# Start of Input rows
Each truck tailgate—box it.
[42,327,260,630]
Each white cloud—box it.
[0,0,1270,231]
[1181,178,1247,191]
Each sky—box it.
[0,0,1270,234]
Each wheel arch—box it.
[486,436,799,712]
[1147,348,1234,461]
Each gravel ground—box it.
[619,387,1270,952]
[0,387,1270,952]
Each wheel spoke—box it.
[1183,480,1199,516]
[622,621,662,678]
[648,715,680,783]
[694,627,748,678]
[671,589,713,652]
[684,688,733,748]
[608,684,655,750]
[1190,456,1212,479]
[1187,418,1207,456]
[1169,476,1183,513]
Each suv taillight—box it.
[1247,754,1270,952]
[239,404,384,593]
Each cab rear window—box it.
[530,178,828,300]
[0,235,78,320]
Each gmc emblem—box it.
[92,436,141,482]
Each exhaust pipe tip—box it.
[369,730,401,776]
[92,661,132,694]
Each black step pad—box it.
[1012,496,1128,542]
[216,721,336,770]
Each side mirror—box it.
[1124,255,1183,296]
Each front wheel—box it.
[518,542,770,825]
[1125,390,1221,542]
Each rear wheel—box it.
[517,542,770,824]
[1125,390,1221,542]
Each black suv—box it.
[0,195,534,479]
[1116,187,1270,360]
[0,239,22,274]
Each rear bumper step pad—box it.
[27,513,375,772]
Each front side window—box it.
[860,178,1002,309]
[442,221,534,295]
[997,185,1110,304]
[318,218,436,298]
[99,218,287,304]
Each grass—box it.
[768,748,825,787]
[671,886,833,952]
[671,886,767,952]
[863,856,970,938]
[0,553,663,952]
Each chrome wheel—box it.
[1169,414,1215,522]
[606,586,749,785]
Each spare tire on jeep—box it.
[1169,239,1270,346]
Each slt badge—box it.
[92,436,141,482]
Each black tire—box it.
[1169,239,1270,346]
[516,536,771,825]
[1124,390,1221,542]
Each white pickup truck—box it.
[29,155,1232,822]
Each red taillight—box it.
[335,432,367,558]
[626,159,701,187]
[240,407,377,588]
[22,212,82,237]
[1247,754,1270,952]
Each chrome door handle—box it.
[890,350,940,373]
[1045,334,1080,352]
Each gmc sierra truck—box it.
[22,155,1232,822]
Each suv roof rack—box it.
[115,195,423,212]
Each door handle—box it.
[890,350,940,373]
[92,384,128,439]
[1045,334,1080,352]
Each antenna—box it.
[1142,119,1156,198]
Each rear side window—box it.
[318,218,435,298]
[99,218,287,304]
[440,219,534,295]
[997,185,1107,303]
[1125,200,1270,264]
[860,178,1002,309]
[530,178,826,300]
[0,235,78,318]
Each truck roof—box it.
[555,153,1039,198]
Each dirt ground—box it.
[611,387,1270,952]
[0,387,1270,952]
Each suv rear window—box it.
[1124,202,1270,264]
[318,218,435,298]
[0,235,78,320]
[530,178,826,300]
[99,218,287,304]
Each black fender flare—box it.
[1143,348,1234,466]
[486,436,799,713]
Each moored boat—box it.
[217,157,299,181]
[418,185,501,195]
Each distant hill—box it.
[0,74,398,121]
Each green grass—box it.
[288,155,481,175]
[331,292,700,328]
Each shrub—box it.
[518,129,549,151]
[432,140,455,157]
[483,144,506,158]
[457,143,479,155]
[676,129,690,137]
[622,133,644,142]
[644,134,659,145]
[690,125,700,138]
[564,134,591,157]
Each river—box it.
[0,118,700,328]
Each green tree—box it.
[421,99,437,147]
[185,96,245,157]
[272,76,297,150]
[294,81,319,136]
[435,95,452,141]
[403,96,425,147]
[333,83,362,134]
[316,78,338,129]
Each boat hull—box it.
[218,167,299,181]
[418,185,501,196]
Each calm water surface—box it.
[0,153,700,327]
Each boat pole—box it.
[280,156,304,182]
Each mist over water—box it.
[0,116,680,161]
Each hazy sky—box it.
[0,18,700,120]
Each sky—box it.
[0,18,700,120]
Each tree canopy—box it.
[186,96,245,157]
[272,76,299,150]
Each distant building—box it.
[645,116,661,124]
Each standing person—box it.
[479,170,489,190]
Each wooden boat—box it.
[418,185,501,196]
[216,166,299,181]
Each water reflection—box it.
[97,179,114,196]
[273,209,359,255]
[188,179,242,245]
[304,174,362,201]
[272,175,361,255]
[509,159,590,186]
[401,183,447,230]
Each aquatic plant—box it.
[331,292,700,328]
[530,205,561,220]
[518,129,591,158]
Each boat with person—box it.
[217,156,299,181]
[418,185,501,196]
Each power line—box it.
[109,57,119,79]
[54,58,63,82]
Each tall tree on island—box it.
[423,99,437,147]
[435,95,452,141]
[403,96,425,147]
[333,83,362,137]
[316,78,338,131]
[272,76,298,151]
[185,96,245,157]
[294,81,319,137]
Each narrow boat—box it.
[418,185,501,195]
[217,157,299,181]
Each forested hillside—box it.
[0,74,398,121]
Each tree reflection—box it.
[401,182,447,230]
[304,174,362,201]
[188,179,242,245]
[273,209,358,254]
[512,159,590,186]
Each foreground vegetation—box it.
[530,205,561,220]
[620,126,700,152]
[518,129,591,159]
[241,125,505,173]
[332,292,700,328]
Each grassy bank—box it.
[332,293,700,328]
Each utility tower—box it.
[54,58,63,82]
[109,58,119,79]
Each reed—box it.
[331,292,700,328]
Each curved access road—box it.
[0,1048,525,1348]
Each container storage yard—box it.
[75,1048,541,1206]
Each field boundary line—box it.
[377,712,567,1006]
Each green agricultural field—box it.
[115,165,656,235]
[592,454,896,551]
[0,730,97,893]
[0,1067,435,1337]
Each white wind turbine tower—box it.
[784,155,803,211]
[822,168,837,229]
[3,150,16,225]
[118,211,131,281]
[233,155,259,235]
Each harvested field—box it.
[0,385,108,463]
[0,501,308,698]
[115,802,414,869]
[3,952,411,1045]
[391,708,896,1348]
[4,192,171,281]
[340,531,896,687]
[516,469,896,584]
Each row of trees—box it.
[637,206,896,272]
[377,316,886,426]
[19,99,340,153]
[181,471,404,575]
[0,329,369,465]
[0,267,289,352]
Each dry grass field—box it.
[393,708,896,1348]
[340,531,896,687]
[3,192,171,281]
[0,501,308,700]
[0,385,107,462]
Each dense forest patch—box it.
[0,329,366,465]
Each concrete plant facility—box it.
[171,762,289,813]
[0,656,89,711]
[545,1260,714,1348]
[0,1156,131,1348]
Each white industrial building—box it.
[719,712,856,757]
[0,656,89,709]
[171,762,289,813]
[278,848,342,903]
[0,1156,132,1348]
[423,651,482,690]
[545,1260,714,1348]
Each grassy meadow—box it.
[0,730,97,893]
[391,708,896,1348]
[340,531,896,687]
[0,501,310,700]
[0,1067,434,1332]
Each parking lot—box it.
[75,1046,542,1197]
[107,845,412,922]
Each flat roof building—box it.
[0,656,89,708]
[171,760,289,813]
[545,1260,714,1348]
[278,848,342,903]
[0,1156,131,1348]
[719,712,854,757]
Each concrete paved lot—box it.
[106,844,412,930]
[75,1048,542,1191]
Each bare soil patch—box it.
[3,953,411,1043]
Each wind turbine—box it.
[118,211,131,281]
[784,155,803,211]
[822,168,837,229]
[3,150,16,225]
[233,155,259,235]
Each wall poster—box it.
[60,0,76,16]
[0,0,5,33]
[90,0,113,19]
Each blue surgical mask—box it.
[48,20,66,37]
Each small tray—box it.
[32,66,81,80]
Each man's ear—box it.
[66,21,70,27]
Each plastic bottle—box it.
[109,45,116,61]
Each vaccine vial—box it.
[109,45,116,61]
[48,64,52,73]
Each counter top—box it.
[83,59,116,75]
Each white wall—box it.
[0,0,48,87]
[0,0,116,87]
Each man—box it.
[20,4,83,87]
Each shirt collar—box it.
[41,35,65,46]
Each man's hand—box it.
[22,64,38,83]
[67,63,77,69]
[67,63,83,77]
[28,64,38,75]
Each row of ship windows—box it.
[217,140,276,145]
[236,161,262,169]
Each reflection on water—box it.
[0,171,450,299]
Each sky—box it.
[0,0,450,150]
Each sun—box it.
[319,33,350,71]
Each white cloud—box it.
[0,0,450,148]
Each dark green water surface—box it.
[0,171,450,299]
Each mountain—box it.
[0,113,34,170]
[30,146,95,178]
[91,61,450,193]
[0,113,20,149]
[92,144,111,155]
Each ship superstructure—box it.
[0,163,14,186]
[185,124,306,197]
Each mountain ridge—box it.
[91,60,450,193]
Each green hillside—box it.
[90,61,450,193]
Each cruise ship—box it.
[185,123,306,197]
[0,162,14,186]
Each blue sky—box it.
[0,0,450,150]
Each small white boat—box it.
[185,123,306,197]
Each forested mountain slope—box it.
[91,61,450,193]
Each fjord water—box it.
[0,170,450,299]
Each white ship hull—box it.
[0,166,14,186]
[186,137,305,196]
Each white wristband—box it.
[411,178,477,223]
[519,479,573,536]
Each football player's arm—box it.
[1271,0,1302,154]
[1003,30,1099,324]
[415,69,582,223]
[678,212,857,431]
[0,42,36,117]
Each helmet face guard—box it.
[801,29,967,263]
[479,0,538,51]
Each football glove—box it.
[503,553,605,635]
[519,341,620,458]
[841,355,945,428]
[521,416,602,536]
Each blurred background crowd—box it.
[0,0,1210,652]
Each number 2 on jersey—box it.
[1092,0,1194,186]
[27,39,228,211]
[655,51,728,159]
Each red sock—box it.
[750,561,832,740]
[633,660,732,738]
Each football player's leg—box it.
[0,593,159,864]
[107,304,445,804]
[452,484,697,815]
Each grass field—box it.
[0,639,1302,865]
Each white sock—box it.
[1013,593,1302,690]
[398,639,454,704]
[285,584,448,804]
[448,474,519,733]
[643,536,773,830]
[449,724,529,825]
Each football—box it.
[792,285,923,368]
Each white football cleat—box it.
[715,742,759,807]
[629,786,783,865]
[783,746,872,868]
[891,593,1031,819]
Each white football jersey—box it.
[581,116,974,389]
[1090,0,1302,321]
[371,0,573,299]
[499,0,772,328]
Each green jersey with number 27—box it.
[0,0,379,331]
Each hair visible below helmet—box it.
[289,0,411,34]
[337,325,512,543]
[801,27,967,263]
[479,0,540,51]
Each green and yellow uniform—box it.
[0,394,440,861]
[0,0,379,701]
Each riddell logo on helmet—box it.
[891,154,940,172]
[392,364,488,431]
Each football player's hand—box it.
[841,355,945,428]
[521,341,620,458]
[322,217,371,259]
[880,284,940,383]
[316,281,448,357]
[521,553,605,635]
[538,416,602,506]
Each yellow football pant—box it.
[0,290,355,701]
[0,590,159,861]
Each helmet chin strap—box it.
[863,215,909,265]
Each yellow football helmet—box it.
# End of Input rows
• [Task description]: Could you rewrite the records as a numbered list, omitting blank lines, from the line containing "Each boat with person—box it." up to and including the line containing "[75,1048,541,1206]"?

• [Expected output]:
1. Each boat with person—box it.
2. [217,156,299,181]
3. [418,185,501,196]
4. Each power line—box it.
5. [109,57,119,79]
6. [54,58,63,82]
7. Each tall tree on island—box it.
8. [423,99,437,147]
9. [435,95,452,141]
10. [403,96,425,147]
11. [333,83,362,137]
12. [316,78,338,131]
13. [272,76,298,151]
14. [185,96,245,157]
15. [294,81,319,137]
16. Each narrow boat—box it.
17. [418,185,501,195]
18. [217,157,299,181]
19. Each forested hillside—box it.
20. [0,74,398,121]
21. Each tree reflection—box it.
22. [401,182,447,230]
23. [304,174,362,201]
24. [188,179,242,245]
25. [273,209,358,254]
26. [512,159,590,186]
27. Each foreground vegetation—box it.
28. [530,205,561,220]
29. [620,126,700,152]
30. [518,129,591,159]
31. [241,125,505,173]
32. [332,292,700,328]
33. Each grassy bank—box it.
34. [332,293,700,328]
35. Each utility tower—box it.
36. [54,58,63,82]
37. [109,58,119,79]
38. Each reed—box it.
39. [331,292,700,328]
40. Each curved access road—box it.
41. [0,1048,525,1348]
42. Each container storage yard—box it.
43. [75,1048,541,1206]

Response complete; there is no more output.